:: TASK GOAL ::
Return the records word for word. Any pictures in them are not part of the copy.
— BEGIN —
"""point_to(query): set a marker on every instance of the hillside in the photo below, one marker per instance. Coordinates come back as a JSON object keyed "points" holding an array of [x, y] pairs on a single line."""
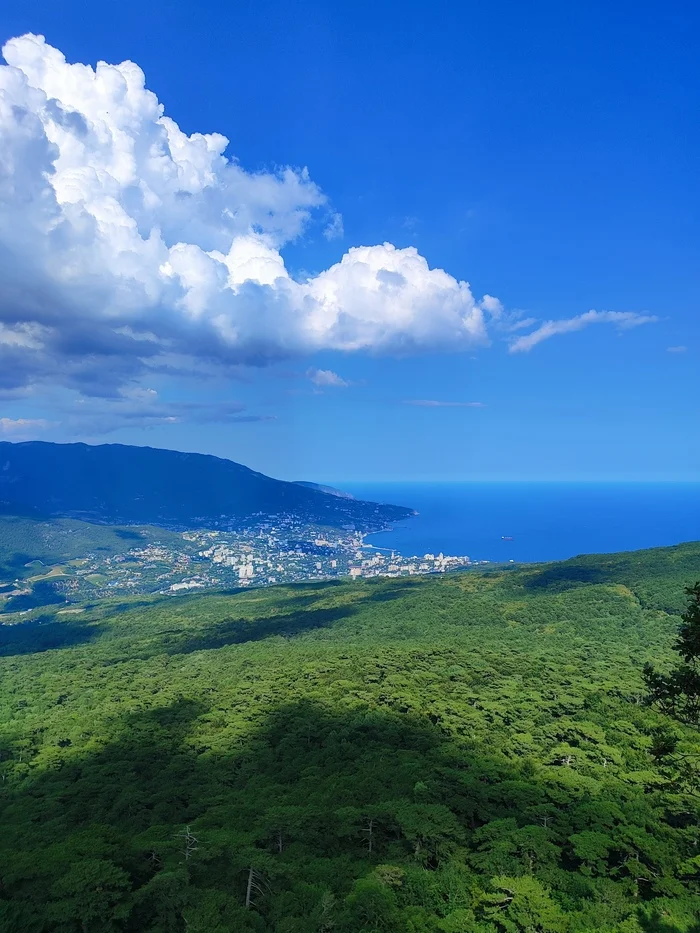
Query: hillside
{"points": [[119, 484], [466, 754]]}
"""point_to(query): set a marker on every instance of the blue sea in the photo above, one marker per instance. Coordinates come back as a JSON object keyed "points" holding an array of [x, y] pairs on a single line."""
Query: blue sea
{"points": [[546, 521]]}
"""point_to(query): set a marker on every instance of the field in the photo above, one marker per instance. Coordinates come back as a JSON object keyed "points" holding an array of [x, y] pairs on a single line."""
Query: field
{"points": [[435, 755]]}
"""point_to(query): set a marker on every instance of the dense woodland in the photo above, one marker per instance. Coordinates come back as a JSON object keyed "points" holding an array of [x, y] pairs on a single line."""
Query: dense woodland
{"points": [[476, 753]]}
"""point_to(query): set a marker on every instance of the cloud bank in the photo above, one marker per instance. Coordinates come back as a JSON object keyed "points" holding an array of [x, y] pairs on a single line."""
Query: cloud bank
{"points": [[623, 320], [128, 247]]}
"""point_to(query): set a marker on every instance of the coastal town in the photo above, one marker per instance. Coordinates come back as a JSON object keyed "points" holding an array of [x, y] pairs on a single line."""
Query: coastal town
{"points": [[270, 551]]}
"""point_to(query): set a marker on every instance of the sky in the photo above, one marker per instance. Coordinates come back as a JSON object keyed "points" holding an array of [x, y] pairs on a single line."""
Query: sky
{"points": [[368, 241]]}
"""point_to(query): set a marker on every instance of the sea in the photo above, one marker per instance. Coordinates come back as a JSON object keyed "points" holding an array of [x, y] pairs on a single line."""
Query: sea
{"points": [[526, 522]]}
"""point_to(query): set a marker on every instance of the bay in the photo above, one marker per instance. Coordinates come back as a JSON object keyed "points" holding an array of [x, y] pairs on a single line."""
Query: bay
{"points": [[546, 521]]}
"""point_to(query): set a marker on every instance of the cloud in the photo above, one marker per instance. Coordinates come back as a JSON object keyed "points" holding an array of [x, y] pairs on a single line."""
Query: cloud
{"points": [[127, 246], [433, 403], [327, 378], [623, 320], [334, 229], [141, 408]]}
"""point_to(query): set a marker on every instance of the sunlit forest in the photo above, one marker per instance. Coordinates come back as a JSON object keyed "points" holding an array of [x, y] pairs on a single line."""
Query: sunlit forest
{"points": [[475, 753]]}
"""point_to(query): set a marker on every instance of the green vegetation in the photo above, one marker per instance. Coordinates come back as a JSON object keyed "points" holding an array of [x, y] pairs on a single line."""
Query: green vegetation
{"points": [[28, 546], [678, 693], [464, 754]]}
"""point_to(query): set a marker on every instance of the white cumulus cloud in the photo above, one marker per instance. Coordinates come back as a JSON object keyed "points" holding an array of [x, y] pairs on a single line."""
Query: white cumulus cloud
{"points": [[127, 246], [623, 320], [326, 377]]}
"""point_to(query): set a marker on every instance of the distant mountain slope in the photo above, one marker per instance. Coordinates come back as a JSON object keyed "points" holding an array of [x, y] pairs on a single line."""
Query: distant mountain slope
{"points": [[114, 483], [328, 490]]}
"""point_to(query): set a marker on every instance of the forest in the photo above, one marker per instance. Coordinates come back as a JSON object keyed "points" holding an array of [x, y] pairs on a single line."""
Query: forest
{"points": [[473, 753]]}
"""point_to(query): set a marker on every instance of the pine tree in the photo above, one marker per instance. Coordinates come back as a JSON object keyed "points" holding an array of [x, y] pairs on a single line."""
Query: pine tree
{"points": [[678, 693]]}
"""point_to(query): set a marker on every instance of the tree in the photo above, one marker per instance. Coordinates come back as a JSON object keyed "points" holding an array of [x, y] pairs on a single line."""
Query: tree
{"points": [[678, 693]]}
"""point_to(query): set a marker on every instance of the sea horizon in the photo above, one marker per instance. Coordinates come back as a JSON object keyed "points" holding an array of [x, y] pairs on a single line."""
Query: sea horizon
{"points": [[533, 521]]}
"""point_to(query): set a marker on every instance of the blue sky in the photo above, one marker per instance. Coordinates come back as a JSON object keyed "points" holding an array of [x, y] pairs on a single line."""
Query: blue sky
{"points": [[546, 154]]}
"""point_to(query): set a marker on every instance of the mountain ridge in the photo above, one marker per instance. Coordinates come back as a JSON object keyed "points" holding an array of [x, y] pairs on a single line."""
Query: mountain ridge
{"points": [[122, 484]]}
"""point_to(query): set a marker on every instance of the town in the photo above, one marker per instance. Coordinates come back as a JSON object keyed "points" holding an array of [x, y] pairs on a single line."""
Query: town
{"points": [[273, 550]]}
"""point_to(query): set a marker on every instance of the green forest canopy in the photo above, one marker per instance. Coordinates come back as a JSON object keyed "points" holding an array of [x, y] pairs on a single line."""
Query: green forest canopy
{"points": [[436, 755]]}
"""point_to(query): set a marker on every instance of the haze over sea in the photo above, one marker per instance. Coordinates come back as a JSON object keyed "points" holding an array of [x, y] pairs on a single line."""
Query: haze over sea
{"points": [[547, 521]]}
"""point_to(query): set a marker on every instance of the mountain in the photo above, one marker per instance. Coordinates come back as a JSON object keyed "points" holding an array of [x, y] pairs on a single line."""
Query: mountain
{"points": [[119, 484], [486, 733]]}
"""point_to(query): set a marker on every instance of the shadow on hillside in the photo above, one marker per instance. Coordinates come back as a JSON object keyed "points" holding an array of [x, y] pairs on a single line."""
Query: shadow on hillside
{"points": [[44, 633], [105, 835], [240, 631], [560, 577], [170, 816], [656, 923]]}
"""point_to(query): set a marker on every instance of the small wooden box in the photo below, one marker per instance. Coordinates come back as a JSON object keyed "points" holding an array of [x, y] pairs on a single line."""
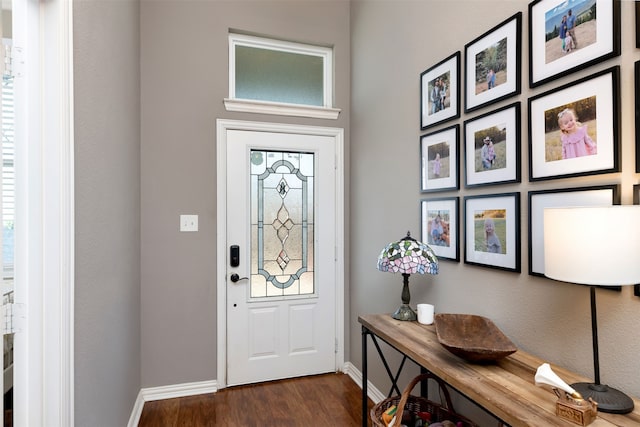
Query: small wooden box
{"points": [[580, 412]]}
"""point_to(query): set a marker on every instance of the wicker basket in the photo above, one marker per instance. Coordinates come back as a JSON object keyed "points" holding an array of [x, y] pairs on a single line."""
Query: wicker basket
{"points": [[415, 404]]}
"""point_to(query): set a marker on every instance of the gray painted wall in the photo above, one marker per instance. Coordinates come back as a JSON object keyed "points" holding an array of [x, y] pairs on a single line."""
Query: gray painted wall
{"points": [[107, 203], [184, 69], [392, 43], [169, 169]]}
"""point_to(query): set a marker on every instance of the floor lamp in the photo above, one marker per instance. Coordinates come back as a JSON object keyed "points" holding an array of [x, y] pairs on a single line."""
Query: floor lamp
{"points": [[595, 246]]}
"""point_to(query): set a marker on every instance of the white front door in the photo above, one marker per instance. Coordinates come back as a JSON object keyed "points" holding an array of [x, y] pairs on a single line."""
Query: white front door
{"points": [[281, 275]]}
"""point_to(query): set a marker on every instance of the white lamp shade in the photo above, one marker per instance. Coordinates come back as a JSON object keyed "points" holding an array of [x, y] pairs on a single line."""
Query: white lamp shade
{"points": [[593, 245]]}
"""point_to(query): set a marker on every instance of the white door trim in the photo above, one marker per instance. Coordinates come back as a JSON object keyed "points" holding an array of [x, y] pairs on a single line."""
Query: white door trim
{"points": [[222, 127]]}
— END —
:: EXERCISE ANSWER ::
"""point_to(query): set a marker on every instance of the hillside in the photo below, one marker per instance. Coordinates come back as a JSON object keyed "points" holding an array of [x, y] pairs on a single line."""
Query: hillside
{"points": [[119, 484], [466, 754]]}
"""point_to(query): set a marker on every instance of the blue sea in the photo above, one marker per instance. Coordinates come back as a JSON object keyed "points" holding an array of [x, y] pairs on a single line."""
Query: blue sea
{"points": [[546, 521]]}
"""point_to(query): set a marker on every instance of the field in the photo above, one marker per instance. Coordinates come back as a JSON object keyed "points" holding an array of [x, y] pairs on a single line."""
Query: field
{"points": [[435, 755]]}
"""point_to(query): set a marker on every instance of the dense woodland in the photo above, one marker per instance. Coordinates come back as a JSON object keyed "points" holding an array of [x, y] pairs on a single line."""
Query: dense woodland
{"points": [[476, 753]]}
"""point_to(query): set a marker on every instance of the cloud bank in the photo above, one marker per instance. Coordinates come back as a JSON object keyed "points" holding an array of [x, y] pairs on a single line."""
Query: cloud bank
{"points": [[623, 320], [128, 247]]}
"""point_to(query): set a marker on every instance of the coastal town in the photo above, one marker per instance. Coordinates come back as a JSON object keyed "points" holding an array of [x, y] pairs on a single line."""
Query: coastal town
{"points": [[270, 551]]}
"""point_to(query): set a marker on every instance of the sky in the photo above, one marker per instance. Coordinates come back as a JSON object keyed "points" holding an array of [x, y] pairs on a single line."""
Query: sky
{"points": [[368, 241]]}
"""point_to(query): set a marker on every instance of the sea in the photo above, one marker per instance. Coordinates come back as a JSON object keyed "points" holding an array of [x, y] pairs on a single line."""
Query: sea
{"points": [[526, 522]]}
"""point_to(query): set a marker on every instance of the bay in the photo above, one marker per instance. Coordinates come back as a JSON object keyed "points" holding an array of [x, y] pairs on a single line."""
Query: bay
{"points": [[546, 521]]}
"""point_to(query): set a marker on every instance of the cloud in the photo above, one marker per instance. Coordinates come back as a JSON object keyed "points" holding an array of [x, y] pairs on a single line."""
Query: cloud
{"points": [[127, 246], [433, 403], [327, 378], [623, 320], [334, 229], [141, 408]]}
"""point_to(query): set a marker on every instance of the sunlit forest in the photo above, one marker per instance. Coordinates come back as a JSON object keyed "points" holding an array of [x, y] pairs on a single line."""
Query: sunlit forest
{"points": [[475, 753]]}
"""point_to(query): set a marker on every instance of the green vegetation in the photo above, one marker per instance. Coordinates come back as a JSON object keyed "points" holding an array of [x, y] pairs on a single line."""
Query: green vegetation
{"points": [[28, 546], [678, 693], [464, 754]]}
"""point_to(query): set a marker on every instance of the white cumulus cloud in the photo above, one marker per instance. Coordinates come back as a JSON object keyed "points" holding an array of [x, y] pairs on a single line."""
Query: white cumulus cloud
{"points": [[127, 246], [623, 320], [326, 377]]}
"""point_to(query): set a marker on every instance of the distant mountain slope in the photo above, one marker per instance. Coordinates come back as a JSON object keyed "points" holding an array of [x, y] pairs on a single line."""
Query: distant mountain slope
{"points": [[114, 483], [328, 490]]}
"""point_to(query): set a marker on every instance of the forest in the photo above, one marker per instance. Coordinates come back as a JSON object keyed "points" holding an array of [x, y] pairs on a single line."""
Query: forest
{"points": [[473, 753]]}
"""point_to(query): set a marker on every instance of the pine tree in the photo above, one marker per instance. Coordinates come back as a JSON object keyed "points" holding an array of [x, y] pairs on a single line."""
Query: pine tree
{"points": [[678, 693]]}
"""point_to(query): set a marker on every instance of the tree in the photo above, one marker per instance. Coordinates come back as a JSON object keyed "points" holding an array of [x, y] pairs on a single line."""
Query: tree
{"points": [[678, 693]]}
"""point_to(query): set a marker on every instance of the sea horizon in the photo above, one marker per instance. Coordinates come back as a JSON object keyed "points" holding an array of [x, y] pairs on a single line."""
Query: sea horizon
{"points": [[533, 521]]}
"""point_to(query): set a marker on every instance of the blue sky in the photo above, one marker per instance. Coordinates come back as a JSON object keyed "points" holding an array of [x, y] pairs on a single line."""
Query: blue sky
{"points": [[546, 154]]}
"""point_to(query): set a marker on every instance of the mountain ridge in the photo above, one marker per instance. Coordinates come back as a JSON object keyed "points" holding an array of [x, y] pairs on a single line."""
Query: mountain ridge
{"points": [[122, 484]]}
"""point_to(query): set a marker on every instance of the town in the photo above, one marker per instance. Coordinates come back as a JSON object keyed "points" holding an array of [x, y] pairs on a single line."""
Query: town
{"points": [[273, 550]]}
"""point_to(query): set a marker on every instance of the green forest canopy in the photo above, one marker per instance. Coordinates come back as a JSON object keyed "points" holding an array of [x, y] pairs on a single line."""
Query: green forest canopy
{"points": [[436, 755]]}
"""point_to(query): set a marker on every instance of the haze over sea in the photo above, one marker per instance. Coordinates come back as a JSON object keyed "points" holding an array of [x, y] pairs on a single line."""
Query: haze over sea
{"points": [[547, 521]]}
"""point_to(query): set a marker on every instance of the mountain in the photo above, one marker per instance. Coordinates come back as a JSON object keyed "points" holding an array of [x, y] pairs on a single line."""
Query: mountain
{"points": [[119, 484], [486, 733]]}
"""point_to(query): set a marker on every instance of the shadow on hillside in the photo above, one marker per instance. Coordinates come back as a JSON object keyed "points" holding an array of [x, y] pairs on a single line."""
Query: shadow on hillside
{"points": [[44, 633], [105, 835], [240, 631], [560, 577], [170, 816], [656, 923]]}
"""point_to(query): set a marker on every instance of the small wooden box in the photo below, one marker per instance. Coordinates come back as a JSON object keyed "points" holding an array of [x, y] pairs on a single line."""
Query: small wooden box
{"points": [[580, 412]]}
"""point_to(query): set a marker on every instance of the wicker basket in the photo above, one marker per instance. Coordinates come back as a JSON object keyed "points" holding an array of [x, y] pairs on a single line."""
Query: wicker basket
{"points": [[415, 404]]}
"""point_to(query): set a marker on every instance of the gray painted wall in the photo above, one marker per instance. Coordinates come back as a JSON object keyed "points" holding an array of [x, y] pairs on a single line."""
Query: gray painted wall
{"points": [[107, 203], [184, 69], [392, 43], [169, 169]]}
"""point_to(query): set a marker on every instance of the floor lamp in the photo above, one marker per instance. Coordinates come back as a JSON object keyed "points" holding an array of [x, y] pairs on a single line."""
Query: floor lamp
{"points": [[595, 246]]}
"""point_to(query): set a marker on every instance of the white front door in the photo above, one marker per instance. Coordinates come back as a JSON object keyed "points" holding an array of [x, y] pairs on a single line."""
Query: white front door
{"points": [[281, 275]]}
"""point_to(query): set a marker on every instance of the white lamp shade in the photo above, one marker per instance. Coordinates come back as a JSON object keyed "points" holding an array of [x, y] pairs on a single line."""
Query: white lamp shade
{"points": [[593, 245]]}
"""point_to(query): set a marker on every instance of the white door trim in the photo above, one marker per instance. Coordinates come back as a JSON object keyed "points" holding an array of [x, y] pairs on a single line."""
Query: white door trim
{"points": [[222, 127]]}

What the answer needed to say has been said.